A 2016 investigation by ProPublica found that COMPAS systematically assigned higher risk scores to Black defendants, even when white defendants with similar or worse records were labeled low risk. In one case cited by ProPublica, 18-year-old Brisha Borden, a Black teenager with a juvenile record for misdemeanors, was rated high risk after briefly taking a child’s bike and scooter worth $80. Meanwhile, Vernon Prater, a 41-year-old white man with multiple armed robbery convictions, was rated low risk after shoplifting $86 worth of tools. Two years later, Borden had no new charges. Prater was in prison for stealing thousands of dollars' worth of electronics.

According to ProPublica, judges are not supposed to give longer sentences based on higher risk scores, However, judges have cited scores during sentencing. In one case, Judge Scott Horne of La Crosse County, Wisconsin, described a defendant as “identified, through the COMPAS assessment, as an individual who is at high risk to the community” and then imposed a sentence of eight years and six months in prison.

Risk scores are appealing in part because they promise to reduce human bias. If algorithms could reliably predict who might reoffend, they could help make bail, parole, incarceration and other decisions fairer and more targeted. Unfortunately, this false sense of neutrality makes it harder to challenge unfair outcomes and easier for institutions to rely on flawed tools.

AI Bias and the Limits of Current Law

Anti-discrimination laws in the United States are shaped by a human-centered view of decision-making. They rely on the assumption that discrimination stems from intent or motive, or from policies with unjustified outcomes. But AI systems do not make decisions based on intent. They detect patterns in data, often reflecting and amplifying existing structural inequalities without any person explicitly choosing to discriminate. The data-intensive systems behind these decisions, along with the cold and impassive way in which the results are delivered, create a sense of neutrality and fairness, especially when compared to the more subjective, instinct-driven choices that shaped traditional decision-making. 

This disconnect creates a serious challenge for the law: traditional legal standards do not map neatly onto algorithmic decision-making. Bias in AI typically arises from design choices, flawed data, or deployment practices, not from a conscious actor, which makes it difficult to apply legal doctrines built to assess human intent. Algorithms do not “intend” to discriminate, they replicate discriminatory patterns. As a result, plaintiffs must rely on showing disparate impact. Yet doing so can be nearly impossible when the systems involved are opaque, rely on proxy variables, or are protected as trade secrets.

*Goal A*:
Reproduce the part of the passage on algorithmic risk scores starting at "This disconnect creates" and ending at "as trade secrets.".
*Goal B*:
According to the passage on algorithmic risk scores, is each statement true? (i) Brisha Borden was 18 years old when she was rated high risk. (ii) Vernon Prater shoplifted $80 worth of tools. (iii) AI systems make decisions based on intent. Answer yes or no for each, quoting the words of the passage that decide it.
*Goal C*:
Pick up the passage on algorithmic risk scores after its final sentence and write what comes next.
Nothing in the listing is needed for this work.

Stored dataset items:
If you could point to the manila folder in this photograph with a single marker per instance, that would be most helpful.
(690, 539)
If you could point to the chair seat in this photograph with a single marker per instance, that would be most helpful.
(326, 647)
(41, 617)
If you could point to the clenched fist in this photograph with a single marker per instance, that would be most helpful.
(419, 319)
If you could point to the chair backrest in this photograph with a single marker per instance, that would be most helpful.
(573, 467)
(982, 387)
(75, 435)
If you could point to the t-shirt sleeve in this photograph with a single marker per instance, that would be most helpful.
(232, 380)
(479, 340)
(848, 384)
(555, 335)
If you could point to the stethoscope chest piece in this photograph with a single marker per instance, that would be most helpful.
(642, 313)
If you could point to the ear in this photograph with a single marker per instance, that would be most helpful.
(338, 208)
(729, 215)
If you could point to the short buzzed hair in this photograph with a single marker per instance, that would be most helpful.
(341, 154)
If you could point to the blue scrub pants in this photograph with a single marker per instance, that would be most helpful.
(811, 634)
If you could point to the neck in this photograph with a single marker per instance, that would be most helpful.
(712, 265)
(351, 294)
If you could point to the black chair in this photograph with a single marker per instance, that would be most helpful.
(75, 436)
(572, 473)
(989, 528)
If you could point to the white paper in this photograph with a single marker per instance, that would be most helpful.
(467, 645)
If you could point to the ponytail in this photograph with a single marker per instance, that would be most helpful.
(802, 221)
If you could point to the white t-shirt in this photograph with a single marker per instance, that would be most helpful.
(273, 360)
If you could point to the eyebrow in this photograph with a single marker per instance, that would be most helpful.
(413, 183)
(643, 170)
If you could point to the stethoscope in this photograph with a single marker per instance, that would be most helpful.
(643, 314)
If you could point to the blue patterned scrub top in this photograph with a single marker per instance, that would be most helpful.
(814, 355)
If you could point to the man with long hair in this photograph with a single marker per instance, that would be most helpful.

*Right answer A*:
This disconnect creates a serious challenge for the law: traditional legal standards do not map neatly onto algorithmic decision-making. Bias in AI typically arises from design choices, flawed data, or deployment practices, not from a conscious actor, which makes it difficult to apply legal doctrines built to assess human intent. Algorithms do not “intend” to discriminate, they replicate discriminatory patterns. As a result, plaintiffs must rely on showing disparate impact. Yet doing so can be nearly impossible when the systems involved are opaque, rely on proxy variables, or are protected as trade secrets.

*Right answer B*:
(i) Yes: "18-year-old Brisha Borden"
(ii) No: "shoplifting $86 worth of tools"
(iii) No: "But AI systems do not make decisions based on intent."

*Right answer C*:
Several recent cases highlight the challenges these tools pose for existing legal frameworks. This year in Colorado, the ACLU filed a complaint against Intuit and HireVue, arguing that video interview analysis software used in promotion decisions worked worse for Deaf and nonwhite applicants. In California, Workday faces a novel lawsuit that is the first case to challenge AI hiring tools under federal anti-discrimination law. The suit alleges that its screening software, which performs functions traditionally carried out by employers, discriminated against Black, disabled, and older job candidates. In 2023, New York City began requiring audits and public notice for automated hiring tools used by employers, a first-of-its-kind law aimed at increasing transparency and accountability. 

In law enforcement, tools like Cybercheck claim to identify digital evidence in criminal cases. However, investigations have revealed serious concerns about their accuracy, transparency, and oversight, prompting courts and prosecutors in several states to withdraw its use. Globally, similar concerns persist. In France and the Netherlands, governments used algorithmic systems to detect welfare fraud. These systems were later found to disproportionately target vulnerable households, including those on a low income, unemployed, or living in a disadvantaged neighborhood, leading to calls for bans and investigations. In Italy, facial recognition company Clearview AI was fined over $33 million for violating data protection laws, part of a broader trend of regulatory pushback against systems that operate without consent or transparency.

These examples illustrate a broader truth: biased, data-driven decision-making creates new opportunities for old legal deficiencies to be exploited. The challenge from AI technologies, ultimately, is fundamental to their predictive nature, since any predictive system will project the inequities of the past onto the future

Tools and Frameworks: FAccT and Beyond

As courts grapple with the complex realities of AI bias, they need practical ways to interpret and challenge algorithmic systems. One of the most widely cited approaches is the FAccT framework: Fairness, Accountability, and Transparency. This system offers a set of principles for evaluating AI systems that can serve as a guide for courts, regulators, and practitioners seeking to audit or intervene when automated tools produce discriminatory results.

  • Fairness is assessed based on the system’s consistent outcomes and impacts, not just inputs or intentions. An AI system may never be explicitly given information about race, yet still produce biased results if it disadvantages individuals from certain racial backgrounds based on proxy variables like zip code or education level. Even when models perform similarly on average, recent research shows that predictive variance, or how much the predictions fluctuate, can differ significantly across groups, leading to less reliable outcomes for marginalized populations.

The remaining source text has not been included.